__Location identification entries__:
********************

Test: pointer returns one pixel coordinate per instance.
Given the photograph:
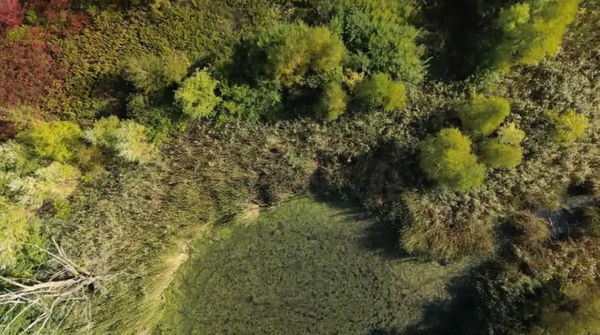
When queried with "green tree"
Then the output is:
(52, 183)
(15, 223)
(197, 95)
(127, 138)
(382, 46)
(294, 48)
(56, 140)
(154, 73)
(484, 115)
(380, 90)
(505, 150)
(568, 127)
(447, 158)
(332, 103)
(532, 30)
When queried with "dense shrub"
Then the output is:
(56, 140)
(380, 91)
(332, 102)
(11, 14)
(154, 73)
(484, 115)
(568, 127)
(293, 49)
(447, 158)
(127, 138)
(531, 31)
(196, 96)
(379, 46)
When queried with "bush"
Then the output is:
(197, 95)
(56, 140)
(243, 101)
(379, 90)
(332, 103)
(15, 222)
(498, 155)
(484, 115)
(447, 158)
(378, 46)
(438, 231)
(127, 138)
(294, 48)
(155, 73)
(54, 183)
(531, 31)
(568, 127)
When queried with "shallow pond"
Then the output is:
(305, 268)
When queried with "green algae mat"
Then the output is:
(306, 267)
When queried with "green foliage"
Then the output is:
(505, 150)
(447, 158)
(242, 101)
(127, 138)
(294, 48)
(55, 182)
(154, 73)
(568, 127)
(15, 222)
(386, 47)
(498, 155)
(332, 102)
(380, 90)
(57, 140)
(531, 31)
(484, 115)
(196, 96)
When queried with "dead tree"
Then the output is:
(59, 295)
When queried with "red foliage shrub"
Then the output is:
(11, 14)
(27, 72)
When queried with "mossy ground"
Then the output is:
(306, 267)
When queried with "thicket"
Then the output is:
(252, 102)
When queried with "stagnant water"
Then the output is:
(305, 268)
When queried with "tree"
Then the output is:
(382, 46)
(505, 150)
(294, 48)
(154, 73)
(380, 90)
(56, 140)
(127, 138)
(531, 31)
(332, 103)
(484, 115)
(568, 127)
(15, 222)
(447, 158)
(53, 183)
(197, 95)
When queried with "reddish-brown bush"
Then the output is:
(11, 14)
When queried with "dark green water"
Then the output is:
(300, 269)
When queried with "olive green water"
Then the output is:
(304, 268)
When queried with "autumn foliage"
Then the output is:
(11, 14)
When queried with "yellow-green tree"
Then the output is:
(380, 90)
(294, 48)
(532, 30)
(447, 158)
(505, 150)
(197, 96)
(56, 140)
(484, 115)
(332, 103)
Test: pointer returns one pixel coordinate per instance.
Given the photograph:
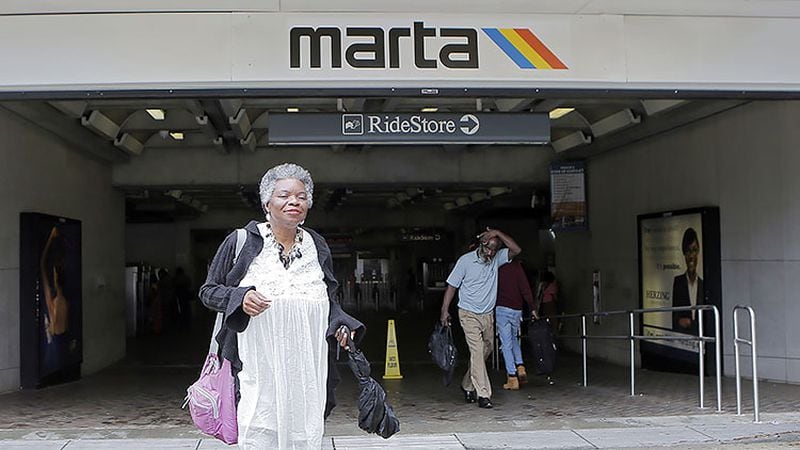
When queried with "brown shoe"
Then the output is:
(522, 374)
(512, 384)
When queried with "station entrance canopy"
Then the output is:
(241, 51)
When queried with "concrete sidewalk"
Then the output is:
(701, 431)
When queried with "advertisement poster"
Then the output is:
(677, 253)
(50, 299)
(568, 195)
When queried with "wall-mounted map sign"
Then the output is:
(415, 128)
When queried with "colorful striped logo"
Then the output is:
(524, 48)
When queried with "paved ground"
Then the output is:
(136, 404)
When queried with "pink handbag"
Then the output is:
(212, 398)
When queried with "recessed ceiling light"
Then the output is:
(157, 114)
(560, 112)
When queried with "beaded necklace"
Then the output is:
(294, 253)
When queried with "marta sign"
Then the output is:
(422, 128)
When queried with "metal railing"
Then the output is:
(633, 337)
(752, 343)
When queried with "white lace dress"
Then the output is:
(284, 353)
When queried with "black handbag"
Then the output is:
(443, 350)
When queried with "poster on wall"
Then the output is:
(679, 265)
(568, 195)
(51, 345)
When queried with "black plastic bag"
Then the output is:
(443, 350)
(375, 414)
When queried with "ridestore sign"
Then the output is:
(409, 128)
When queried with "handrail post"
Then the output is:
(736, 361)
(583, 349)
(755, 362)
(633, 358)
(718, 356)
(753, 355)
(701, 358)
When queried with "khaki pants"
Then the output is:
(479, 332)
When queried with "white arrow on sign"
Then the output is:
(469, 124)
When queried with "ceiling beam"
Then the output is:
(68, 130)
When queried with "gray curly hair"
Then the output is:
(281, 172)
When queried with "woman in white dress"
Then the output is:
(282, 320)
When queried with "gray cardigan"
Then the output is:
(221, 293)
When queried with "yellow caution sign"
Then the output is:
(392, 371)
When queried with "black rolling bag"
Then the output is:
(542, 345)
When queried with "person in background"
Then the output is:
(512, 290)
(282, 321)
(474, 277)
(549, 299)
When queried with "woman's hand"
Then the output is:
(255, 303)
(341, 336)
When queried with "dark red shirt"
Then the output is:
(513, 287)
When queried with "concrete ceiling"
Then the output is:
(121, 130)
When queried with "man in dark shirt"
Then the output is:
(512, 290)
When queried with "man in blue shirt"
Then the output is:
(474, 277)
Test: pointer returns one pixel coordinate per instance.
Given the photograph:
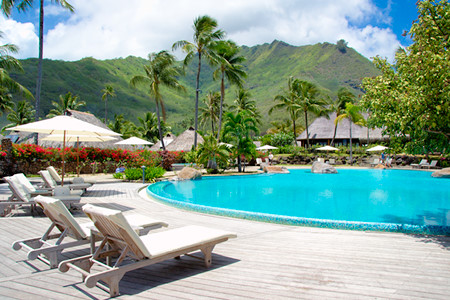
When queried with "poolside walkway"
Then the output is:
(266, 261)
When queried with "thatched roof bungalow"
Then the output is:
(321, 132)
(28, 137)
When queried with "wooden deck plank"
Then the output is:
(265, 261)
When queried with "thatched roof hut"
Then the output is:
(321, 132)
(185, 141)
(28, 138)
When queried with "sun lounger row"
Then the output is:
(124, 246)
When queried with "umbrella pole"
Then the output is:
(63, 157)
(78, 156)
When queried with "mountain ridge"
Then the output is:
(268, 65)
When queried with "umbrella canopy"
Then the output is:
(64, 125)
(266, 147)
(70, 138)
(134, 141)
(378, 148)
(327, 148)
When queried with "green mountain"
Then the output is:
(268, 66)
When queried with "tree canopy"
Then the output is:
(410, 100)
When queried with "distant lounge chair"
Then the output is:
(52, 171)
(146, 250)
(49, 246)
(23, 197)
(51, 183)
(423, 162)
(375, 162)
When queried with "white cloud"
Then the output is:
(137, 27)
(20, 34)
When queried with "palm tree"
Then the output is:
(23, 5)
(7, 84)
(125, 127)
(242, 102)
(237, 129)
(159, 71)
(68, 101)
(23, 114)
(344, 96)
(210, 152)
(211, 110)
(107, 91)
(206, 35)
(289, 101)
(352, 113)
(309, 102)
(230, 68)
(149, 127)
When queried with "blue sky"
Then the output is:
(372, 27)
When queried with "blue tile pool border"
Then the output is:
(309, 222)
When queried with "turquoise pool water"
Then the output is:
(393, 200)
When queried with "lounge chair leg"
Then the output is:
(207, 252)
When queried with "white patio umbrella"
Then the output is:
(378, 148)
(328, 148)
(134, 141)
(64, 125)
(77, 139)
(266, 147)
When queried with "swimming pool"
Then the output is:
(364, 199)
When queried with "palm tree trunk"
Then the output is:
(307, 132)
(41, 55)
(351, 152)
(334, 135)
(159, 126)
(197, 90)
(295, 135)
(222, 96)
(106, 100)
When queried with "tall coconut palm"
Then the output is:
(23, 5)
(230, 68)
(237, 129)
(289, 101)
(211, 110)
(206, 35)
(108, 91)
(7, 84)
(310, 101)
(68, 101)
(242, 102)
(160, 71)
(353, 115)
(344, 96)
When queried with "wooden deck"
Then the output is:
(266, 261)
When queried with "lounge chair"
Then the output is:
(423, 162)
(51, 183)
(52, 171)
(30, 188)
(49, 246)
(146, 250)
(20, 192)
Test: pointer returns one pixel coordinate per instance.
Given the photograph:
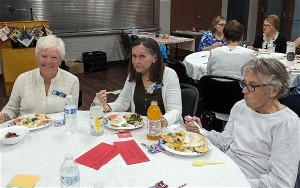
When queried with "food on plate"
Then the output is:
(186, 142)
(11, 135)
(133, 119)
(33, 121)
(262, 50)
(128, 120)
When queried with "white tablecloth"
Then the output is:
(196, 64)
(42, 153)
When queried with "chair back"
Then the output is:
(219, 93)
(179, 68)
(133, 38)
(189, 98)
(126, 42)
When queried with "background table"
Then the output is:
(196, 64)
(42, 153)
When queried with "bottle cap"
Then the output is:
(68, 156)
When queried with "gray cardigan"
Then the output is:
(171, 95)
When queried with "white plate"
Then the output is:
(162, 144)
(31, 116)
(106, 123)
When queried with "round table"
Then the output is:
(42, 153)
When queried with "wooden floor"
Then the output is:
(90, 83)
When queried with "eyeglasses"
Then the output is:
(222, 25)
(267, 25)
(251, 87)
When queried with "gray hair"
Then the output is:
(271, 71)
(51, 41)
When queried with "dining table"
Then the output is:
(196, 64)
(169, 41)
(42, 151)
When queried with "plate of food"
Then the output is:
(33, 121)
(185, 143)
(127, 121)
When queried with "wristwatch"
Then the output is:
(6, 117)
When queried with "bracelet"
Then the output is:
(6, 117)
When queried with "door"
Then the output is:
(207, 10)
(183, 14)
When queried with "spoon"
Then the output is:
(116, 92)
(202, 163)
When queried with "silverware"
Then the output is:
(116, 92)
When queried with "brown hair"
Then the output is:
(274, 20)
(270, 71)
(156, 69)
(215, 21)
(233, 31)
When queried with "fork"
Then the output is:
(202, 163)
(116, 92)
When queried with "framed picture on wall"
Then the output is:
(36, 33)
(25, 38)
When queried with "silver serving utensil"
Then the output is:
(116, 92)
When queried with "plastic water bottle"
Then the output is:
(69, 172)
(70, 115)
(96, 115)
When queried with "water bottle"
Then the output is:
(290, 51)
(154, 121)
(70, 115)
(96, 116)
(271, 47)
(69, 172)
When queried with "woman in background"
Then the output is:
(44, 89)
(262, 135)
(214, 38)
(270, 35)
(148, 79)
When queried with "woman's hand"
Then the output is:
(164, 122)
(215, 45)
(103, 100)
(3, 117)
(190, 124)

********************

__SET PROBLEM__:
Report every line of the data above that contains the string "shirt", copying each matching line in full.

__FINISHED TASK__:
When queried with "dark red shirt"
When queried with "man in dark shirt"
When queried with "man in blue shirt"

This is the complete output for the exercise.